Object pointing dataset lines:
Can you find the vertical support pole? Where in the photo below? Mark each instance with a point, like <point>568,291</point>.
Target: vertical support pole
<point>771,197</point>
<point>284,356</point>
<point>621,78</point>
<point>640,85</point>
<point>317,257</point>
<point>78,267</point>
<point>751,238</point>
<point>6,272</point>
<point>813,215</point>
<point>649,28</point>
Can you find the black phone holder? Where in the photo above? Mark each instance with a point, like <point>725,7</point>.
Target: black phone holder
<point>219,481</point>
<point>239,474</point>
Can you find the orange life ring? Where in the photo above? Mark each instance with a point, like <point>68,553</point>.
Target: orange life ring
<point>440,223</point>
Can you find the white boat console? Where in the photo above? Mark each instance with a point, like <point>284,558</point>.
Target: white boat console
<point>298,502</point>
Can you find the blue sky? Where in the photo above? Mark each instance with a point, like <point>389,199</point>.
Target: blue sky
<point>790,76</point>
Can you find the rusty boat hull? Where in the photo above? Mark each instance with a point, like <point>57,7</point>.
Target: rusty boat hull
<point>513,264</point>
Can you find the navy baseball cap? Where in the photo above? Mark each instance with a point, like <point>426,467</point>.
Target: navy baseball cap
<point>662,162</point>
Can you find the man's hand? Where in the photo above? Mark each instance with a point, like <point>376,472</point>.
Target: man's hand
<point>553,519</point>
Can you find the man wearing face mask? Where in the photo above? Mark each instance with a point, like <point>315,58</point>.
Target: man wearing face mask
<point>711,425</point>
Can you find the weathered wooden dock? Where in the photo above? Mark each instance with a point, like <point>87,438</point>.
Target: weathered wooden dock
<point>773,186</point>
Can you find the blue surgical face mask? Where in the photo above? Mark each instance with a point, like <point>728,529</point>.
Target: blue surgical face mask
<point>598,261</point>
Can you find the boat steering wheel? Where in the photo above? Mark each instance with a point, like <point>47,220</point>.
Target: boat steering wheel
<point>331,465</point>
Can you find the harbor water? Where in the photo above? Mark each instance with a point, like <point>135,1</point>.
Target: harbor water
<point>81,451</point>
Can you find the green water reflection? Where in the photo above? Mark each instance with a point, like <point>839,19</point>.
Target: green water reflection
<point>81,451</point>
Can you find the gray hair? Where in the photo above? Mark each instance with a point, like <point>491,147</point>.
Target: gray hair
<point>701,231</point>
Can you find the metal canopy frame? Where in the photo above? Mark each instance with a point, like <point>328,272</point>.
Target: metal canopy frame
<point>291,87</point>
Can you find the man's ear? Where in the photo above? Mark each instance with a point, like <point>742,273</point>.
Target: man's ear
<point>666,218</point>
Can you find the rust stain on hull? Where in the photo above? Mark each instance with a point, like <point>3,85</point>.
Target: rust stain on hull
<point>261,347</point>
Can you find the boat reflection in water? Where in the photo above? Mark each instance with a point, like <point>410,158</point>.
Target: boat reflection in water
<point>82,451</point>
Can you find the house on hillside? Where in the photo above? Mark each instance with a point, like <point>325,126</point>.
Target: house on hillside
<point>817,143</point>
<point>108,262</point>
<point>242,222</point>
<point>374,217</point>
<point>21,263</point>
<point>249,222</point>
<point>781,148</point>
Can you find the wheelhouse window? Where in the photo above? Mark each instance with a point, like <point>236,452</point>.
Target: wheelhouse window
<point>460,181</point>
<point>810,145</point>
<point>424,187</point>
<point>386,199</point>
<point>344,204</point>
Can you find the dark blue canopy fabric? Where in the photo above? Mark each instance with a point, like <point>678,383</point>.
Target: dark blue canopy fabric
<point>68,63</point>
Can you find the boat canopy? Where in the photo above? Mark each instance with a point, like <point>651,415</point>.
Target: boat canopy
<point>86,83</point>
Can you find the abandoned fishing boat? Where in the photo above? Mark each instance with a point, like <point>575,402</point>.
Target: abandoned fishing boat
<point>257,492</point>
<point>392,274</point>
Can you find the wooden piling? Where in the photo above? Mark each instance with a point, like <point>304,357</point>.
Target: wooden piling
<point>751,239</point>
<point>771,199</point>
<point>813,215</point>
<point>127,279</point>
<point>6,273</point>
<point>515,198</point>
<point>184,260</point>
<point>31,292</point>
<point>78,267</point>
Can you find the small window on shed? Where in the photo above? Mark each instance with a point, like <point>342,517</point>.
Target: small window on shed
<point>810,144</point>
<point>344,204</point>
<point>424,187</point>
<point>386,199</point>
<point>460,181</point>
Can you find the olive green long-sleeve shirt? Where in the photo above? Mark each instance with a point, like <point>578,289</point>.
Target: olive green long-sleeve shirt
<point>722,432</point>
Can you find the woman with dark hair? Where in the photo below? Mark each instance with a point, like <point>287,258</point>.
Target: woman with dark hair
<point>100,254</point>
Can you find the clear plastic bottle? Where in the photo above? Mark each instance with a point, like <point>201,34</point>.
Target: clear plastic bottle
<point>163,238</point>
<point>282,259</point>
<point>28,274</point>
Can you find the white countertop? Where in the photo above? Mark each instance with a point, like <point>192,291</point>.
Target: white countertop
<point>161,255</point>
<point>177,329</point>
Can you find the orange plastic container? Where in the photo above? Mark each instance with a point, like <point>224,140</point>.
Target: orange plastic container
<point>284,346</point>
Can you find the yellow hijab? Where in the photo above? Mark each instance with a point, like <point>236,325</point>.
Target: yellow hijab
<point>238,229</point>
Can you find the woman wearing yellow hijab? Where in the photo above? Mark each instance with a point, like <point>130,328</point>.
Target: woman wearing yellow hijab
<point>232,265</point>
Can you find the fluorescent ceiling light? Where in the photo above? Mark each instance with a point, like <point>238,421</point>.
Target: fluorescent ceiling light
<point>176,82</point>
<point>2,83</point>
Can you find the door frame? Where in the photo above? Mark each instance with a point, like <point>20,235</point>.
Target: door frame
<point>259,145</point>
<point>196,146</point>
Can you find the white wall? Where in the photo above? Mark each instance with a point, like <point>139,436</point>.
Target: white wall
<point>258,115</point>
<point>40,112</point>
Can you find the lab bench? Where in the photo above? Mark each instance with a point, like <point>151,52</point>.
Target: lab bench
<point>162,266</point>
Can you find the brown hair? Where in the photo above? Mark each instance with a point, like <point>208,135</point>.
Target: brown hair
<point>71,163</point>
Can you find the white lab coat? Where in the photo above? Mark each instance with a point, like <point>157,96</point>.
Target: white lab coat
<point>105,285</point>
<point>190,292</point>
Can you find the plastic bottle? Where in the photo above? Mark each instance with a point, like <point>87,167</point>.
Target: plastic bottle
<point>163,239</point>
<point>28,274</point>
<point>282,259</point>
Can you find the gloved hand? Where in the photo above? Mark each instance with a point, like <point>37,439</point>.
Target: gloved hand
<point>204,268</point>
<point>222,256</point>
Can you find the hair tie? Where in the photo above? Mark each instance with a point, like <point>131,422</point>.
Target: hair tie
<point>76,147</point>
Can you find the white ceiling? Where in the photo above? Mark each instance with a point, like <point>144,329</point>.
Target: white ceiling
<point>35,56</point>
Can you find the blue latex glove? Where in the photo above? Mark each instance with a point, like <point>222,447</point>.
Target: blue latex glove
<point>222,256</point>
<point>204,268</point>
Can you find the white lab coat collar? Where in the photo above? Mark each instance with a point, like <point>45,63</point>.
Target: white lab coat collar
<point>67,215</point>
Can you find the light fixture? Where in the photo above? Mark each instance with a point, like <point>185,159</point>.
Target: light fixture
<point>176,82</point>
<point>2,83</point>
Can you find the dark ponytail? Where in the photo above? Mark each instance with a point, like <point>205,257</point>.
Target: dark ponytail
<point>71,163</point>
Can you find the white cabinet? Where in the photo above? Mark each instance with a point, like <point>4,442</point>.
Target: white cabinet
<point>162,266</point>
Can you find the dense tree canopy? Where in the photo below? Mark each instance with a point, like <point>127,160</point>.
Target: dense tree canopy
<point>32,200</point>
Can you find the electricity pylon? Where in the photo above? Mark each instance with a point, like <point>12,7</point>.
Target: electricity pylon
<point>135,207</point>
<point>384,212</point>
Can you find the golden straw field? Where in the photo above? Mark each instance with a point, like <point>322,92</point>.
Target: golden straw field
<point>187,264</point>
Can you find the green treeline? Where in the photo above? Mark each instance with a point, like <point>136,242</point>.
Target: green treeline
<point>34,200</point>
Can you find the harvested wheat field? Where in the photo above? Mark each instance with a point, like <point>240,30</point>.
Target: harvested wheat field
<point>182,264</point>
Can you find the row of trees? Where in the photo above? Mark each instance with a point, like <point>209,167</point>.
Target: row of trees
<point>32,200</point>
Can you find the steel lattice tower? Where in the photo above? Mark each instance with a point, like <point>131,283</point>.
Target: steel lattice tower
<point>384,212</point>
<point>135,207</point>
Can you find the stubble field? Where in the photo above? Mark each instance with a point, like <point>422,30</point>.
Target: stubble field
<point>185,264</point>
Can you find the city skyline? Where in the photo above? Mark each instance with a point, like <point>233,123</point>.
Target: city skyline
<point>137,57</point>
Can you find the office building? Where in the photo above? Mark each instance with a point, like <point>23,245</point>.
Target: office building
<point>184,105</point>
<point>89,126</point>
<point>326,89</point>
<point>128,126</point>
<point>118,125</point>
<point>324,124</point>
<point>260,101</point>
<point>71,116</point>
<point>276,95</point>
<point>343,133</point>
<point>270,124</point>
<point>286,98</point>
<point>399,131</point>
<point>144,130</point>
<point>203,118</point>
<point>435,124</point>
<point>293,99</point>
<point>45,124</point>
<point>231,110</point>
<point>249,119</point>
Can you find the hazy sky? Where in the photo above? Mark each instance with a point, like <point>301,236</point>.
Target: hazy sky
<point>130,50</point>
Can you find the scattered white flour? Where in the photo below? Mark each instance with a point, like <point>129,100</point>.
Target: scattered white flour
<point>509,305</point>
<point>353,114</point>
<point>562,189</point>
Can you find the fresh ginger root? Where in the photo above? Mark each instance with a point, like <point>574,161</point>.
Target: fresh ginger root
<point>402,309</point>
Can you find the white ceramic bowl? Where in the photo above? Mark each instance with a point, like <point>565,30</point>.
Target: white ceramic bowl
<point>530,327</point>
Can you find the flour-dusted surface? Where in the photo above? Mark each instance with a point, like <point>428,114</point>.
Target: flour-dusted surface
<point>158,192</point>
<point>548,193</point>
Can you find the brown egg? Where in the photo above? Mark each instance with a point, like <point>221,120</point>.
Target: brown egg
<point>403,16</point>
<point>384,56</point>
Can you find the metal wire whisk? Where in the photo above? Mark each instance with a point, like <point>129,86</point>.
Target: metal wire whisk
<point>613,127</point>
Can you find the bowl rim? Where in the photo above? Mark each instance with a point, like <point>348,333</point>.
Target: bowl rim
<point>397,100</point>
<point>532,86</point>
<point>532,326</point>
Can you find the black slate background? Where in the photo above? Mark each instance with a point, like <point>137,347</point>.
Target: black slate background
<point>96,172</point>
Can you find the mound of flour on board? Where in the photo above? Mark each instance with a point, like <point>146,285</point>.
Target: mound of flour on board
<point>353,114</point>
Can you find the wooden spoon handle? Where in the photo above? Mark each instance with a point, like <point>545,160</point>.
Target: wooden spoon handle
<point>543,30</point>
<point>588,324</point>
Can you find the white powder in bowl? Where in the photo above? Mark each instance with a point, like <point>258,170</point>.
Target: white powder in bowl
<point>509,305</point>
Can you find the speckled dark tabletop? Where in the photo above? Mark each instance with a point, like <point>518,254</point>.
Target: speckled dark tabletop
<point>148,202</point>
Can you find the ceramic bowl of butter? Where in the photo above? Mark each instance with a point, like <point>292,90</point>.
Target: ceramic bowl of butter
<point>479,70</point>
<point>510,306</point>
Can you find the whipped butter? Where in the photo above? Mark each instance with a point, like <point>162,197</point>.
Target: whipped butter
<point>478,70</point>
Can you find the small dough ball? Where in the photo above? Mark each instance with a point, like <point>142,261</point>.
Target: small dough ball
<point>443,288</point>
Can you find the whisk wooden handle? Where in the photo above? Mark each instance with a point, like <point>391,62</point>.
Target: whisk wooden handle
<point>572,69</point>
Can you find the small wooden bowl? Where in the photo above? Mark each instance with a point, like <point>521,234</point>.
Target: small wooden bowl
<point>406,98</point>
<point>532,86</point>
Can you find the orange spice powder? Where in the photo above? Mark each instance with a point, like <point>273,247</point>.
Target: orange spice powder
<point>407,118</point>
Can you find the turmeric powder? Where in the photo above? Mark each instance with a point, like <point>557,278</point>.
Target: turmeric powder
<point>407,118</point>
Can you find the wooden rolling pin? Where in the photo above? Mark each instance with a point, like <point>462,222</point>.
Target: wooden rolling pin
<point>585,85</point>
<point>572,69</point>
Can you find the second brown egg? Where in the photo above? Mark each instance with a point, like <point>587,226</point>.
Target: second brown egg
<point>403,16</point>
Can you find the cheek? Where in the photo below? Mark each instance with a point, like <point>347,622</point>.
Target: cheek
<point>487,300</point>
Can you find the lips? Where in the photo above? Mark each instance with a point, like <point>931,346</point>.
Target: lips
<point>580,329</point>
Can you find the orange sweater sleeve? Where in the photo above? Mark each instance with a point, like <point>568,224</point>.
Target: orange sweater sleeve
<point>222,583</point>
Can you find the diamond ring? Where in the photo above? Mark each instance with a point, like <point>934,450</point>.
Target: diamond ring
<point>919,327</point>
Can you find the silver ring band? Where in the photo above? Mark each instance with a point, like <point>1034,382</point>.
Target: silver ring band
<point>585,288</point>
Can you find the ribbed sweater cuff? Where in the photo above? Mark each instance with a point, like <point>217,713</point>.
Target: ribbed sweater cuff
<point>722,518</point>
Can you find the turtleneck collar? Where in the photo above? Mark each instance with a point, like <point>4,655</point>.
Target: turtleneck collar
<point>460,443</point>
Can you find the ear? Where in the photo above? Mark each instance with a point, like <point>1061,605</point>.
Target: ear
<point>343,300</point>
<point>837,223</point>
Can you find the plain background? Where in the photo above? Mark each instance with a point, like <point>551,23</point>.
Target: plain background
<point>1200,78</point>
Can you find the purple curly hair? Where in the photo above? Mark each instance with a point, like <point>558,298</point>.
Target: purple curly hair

Directions for this task:
Can you render everything from the line containing "Can you find the abandoned" down to the line containing "<point>392,274</point>" as a Markdown table with the columns Row and Text? Include only those lines and leave out any blank ones.

Completed exercise:
| Row | Text |
|---|---|
| 1 | Can you find the abandoned fishing boat? Where in the photo above? Mark each instance with a point, like <point>575,402</point>. |
| 2 | Target: abandoned fishing boat |
| 3 | <point>257,492</point> |
| 4 | <point>392,274</point> |